= Check your understanding =
1/ Please print everything in the Peter Bogdanovich filmography text from "As an actor, he" down to "were still alive.".
2/ Using the Peter Bogdanovich filmography text, answer these:
(a) Which character in which series is Bogdanovich best known for playing as an actor?
(b) Where are most of his unproduced screenplays and projects now housed?
(c) What is the title of his Tom Petty musical documentary?

= Text excerpt =

= Peter Bogdanovich filmography =

Peter Bogdanovich (1939–2022) was an American film director, screenwriter, producer, actor and film historian whose career spanned over fifty years.

Bogdanovich's directorial work includes The Last Picture Show (1971), What's Up, Doc? (1972), Paper Moon (1973), Saint Jack (1979), They All Laughed (1981), Mask (1985), Texasville (1990), Noises Off (1992), The Thing Called Love (1993), The Cat's Meow (2001), and She's Funny That Way (2014). He also directed numerous films and specials for television, as well as the documentary Directed by John Ford (1971) and the Tom Petty musical documentary Runnin' Down a Dream (2007).

As an actor, he is best known for his portrayal of Dr. Elliot Kupferberg in the series The Sopranos. Additionally, Bogdanovich has amassed a number of unproduced screenplays and projects over the years that were never made. Most of these are now housed in his archive in the Lilly Library at Indiana University Bloomington. As a film historian, Bogdanovich has provided scholarly commentaries and interviews for various classic films, occasionally accompanied by archival material such as audio recordings of himself and the directors when they were still alive.

= Supplied entries =

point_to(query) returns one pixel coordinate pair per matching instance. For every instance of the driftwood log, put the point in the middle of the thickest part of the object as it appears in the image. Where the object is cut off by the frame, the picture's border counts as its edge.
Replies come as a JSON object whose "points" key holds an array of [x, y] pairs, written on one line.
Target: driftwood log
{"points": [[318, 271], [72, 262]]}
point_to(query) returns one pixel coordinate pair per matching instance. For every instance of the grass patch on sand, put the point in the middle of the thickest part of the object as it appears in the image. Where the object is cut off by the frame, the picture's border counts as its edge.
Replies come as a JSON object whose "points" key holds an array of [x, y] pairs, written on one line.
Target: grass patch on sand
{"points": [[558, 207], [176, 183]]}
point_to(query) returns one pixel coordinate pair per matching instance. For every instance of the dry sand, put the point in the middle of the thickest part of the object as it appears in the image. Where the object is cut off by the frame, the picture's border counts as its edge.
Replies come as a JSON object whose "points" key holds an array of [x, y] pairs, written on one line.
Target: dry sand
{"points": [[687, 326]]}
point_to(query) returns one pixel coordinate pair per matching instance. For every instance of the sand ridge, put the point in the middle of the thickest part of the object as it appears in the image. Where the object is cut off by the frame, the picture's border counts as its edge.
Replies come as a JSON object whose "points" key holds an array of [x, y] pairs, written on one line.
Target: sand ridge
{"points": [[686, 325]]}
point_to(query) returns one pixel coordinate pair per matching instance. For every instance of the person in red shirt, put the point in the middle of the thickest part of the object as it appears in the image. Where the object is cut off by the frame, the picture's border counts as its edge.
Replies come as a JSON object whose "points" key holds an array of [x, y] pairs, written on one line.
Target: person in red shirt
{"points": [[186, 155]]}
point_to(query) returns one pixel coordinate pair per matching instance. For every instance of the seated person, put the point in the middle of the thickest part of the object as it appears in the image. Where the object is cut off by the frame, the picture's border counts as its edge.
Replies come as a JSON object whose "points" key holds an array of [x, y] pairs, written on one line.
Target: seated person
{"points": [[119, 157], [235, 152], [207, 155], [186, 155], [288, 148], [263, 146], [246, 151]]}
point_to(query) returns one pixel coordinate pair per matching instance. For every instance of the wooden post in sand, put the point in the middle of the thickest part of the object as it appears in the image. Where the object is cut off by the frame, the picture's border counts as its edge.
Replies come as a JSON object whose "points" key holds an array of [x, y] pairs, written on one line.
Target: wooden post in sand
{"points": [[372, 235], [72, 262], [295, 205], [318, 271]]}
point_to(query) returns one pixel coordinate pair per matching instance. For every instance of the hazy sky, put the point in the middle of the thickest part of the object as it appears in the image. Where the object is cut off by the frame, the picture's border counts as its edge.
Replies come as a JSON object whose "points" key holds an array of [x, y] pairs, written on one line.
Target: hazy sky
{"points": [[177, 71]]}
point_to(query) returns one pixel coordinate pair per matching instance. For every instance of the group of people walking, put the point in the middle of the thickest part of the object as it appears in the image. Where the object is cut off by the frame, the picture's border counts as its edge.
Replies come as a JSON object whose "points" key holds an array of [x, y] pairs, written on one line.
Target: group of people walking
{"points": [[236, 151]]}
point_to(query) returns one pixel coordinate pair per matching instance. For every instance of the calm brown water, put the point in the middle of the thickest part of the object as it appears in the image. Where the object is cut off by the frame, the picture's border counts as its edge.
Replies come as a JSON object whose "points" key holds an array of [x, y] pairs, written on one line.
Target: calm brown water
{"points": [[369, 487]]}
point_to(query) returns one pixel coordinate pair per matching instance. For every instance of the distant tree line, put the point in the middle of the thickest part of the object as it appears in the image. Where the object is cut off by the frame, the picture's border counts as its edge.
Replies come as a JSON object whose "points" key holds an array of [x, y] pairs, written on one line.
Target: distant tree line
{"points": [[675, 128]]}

--

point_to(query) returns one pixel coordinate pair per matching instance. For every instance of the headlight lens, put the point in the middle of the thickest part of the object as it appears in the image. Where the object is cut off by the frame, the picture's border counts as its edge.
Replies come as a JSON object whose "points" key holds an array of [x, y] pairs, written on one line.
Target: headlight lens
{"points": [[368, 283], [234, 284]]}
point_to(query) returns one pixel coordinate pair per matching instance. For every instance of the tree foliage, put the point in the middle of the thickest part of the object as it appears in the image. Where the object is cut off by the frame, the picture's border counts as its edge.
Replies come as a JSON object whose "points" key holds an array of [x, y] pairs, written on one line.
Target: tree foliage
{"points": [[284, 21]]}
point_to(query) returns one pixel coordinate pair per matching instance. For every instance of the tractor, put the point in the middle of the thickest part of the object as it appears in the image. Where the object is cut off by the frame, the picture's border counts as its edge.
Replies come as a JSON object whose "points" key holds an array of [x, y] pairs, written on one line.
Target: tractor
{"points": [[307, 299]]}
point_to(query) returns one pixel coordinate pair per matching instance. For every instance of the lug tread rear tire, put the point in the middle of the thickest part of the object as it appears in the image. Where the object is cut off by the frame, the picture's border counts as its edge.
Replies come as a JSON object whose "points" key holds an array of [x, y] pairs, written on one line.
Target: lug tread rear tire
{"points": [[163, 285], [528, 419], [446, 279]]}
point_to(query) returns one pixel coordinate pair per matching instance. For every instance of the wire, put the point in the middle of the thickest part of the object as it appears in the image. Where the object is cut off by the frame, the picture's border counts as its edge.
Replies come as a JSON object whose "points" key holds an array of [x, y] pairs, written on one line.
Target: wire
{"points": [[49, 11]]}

* * *

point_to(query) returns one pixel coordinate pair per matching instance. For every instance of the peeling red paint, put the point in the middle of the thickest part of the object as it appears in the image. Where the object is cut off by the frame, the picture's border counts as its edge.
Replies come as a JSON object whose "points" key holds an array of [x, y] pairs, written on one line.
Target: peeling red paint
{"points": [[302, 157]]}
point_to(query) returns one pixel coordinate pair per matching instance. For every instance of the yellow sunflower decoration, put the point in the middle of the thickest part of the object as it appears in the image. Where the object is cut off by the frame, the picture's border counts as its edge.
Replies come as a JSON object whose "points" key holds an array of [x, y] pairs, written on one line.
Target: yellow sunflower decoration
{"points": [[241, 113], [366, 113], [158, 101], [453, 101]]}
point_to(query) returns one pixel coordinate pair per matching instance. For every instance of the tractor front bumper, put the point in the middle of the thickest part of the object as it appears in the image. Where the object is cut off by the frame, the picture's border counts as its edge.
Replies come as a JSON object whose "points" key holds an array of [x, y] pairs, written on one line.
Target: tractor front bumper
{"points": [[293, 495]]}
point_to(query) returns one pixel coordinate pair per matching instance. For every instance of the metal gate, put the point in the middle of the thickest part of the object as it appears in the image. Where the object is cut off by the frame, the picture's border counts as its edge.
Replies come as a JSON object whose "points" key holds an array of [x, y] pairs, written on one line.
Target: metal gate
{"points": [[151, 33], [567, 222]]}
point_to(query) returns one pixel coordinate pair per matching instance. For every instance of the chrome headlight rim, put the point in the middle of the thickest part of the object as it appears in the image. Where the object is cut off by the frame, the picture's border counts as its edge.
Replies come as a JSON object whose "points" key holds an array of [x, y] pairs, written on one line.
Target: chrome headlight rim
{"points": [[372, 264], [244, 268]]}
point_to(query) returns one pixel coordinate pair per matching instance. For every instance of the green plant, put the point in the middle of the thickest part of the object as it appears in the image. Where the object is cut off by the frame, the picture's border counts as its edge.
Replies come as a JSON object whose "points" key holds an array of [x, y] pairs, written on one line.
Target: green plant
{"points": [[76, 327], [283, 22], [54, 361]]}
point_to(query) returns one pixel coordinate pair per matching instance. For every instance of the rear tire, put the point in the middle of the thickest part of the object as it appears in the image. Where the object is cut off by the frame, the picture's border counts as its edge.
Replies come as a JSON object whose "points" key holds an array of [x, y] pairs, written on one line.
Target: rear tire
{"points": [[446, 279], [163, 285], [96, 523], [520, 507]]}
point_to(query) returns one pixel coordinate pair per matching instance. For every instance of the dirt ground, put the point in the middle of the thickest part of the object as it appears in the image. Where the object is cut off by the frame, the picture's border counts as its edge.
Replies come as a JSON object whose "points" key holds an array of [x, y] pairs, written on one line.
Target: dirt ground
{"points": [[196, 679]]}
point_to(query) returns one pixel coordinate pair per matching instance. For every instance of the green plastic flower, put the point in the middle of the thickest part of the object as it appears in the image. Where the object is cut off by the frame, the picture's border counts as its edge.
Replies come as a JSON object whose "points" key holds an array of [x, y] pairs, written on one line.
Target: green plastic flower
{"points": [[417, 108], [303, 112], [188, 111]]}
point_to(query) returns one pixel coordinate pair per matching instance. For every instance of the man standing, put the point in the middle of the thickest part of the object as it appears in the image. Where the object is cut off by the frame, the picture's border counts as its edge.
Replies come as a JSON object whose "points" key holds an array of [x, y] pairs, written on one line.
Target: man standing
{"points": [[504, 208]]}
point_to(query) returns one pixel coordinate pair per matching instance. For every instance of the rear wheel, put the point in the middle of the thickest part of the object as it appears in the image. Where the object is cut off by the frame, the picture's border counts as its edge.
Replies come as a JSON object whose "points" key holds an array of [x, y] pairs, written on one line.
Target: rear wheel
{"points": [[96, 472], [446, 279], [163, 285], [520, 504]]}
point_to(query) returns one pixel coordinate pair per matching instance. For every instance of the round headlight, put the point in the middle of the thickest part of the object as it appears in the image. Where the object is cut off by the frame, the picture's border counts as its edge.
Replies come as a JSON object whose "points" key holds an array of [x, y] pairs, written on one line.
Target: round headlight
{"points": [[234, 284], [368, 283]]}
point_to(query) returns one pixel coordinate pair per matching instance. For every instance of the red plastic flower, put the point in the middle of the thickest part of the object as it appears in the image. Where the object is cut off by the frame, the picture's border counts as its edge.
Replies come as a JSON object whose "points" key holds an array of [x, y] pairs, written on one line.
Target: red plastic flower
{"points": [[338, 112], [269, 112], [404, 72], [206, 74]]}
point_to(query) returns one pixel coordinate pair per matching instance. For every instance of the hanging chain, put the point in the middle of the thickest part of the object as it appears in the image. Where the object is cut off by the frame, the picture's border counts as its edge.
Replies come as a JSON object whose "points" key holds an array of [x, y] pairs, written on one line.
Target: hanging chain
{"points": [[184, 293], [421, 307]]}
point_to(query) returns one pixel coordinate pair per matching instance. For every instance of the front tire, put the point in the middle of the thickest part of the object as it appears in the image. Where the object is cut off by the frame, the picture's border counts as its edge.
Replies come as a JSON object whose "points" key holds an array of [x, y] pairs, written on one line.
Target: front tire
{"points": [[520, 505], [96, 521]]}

= Outputs by task =
1/
As an actor, he is best known for his portrayal of Dr. Elliot Kupferberg in the series The Sopranos. Additionally, Bogdanovich has amassed a number of unproduced screenplays and projects over the years that were never made. Most of these are now housed in his archive in the Lilly Library at Indiana University Bloomington. As a film historian, Bogdanovich has provided scholarly commentaries and interviews for various classic films, occasionally accompanied by archival material such as audio recordings of himself and the directors when they were still alive.

2/
(a) Dr. Elliot Kupferberg in The Sopranos.
(b) In his archive in the Lilly Library at Indiana University Bloomington.
(c) Runnin' Down a Dream (2007).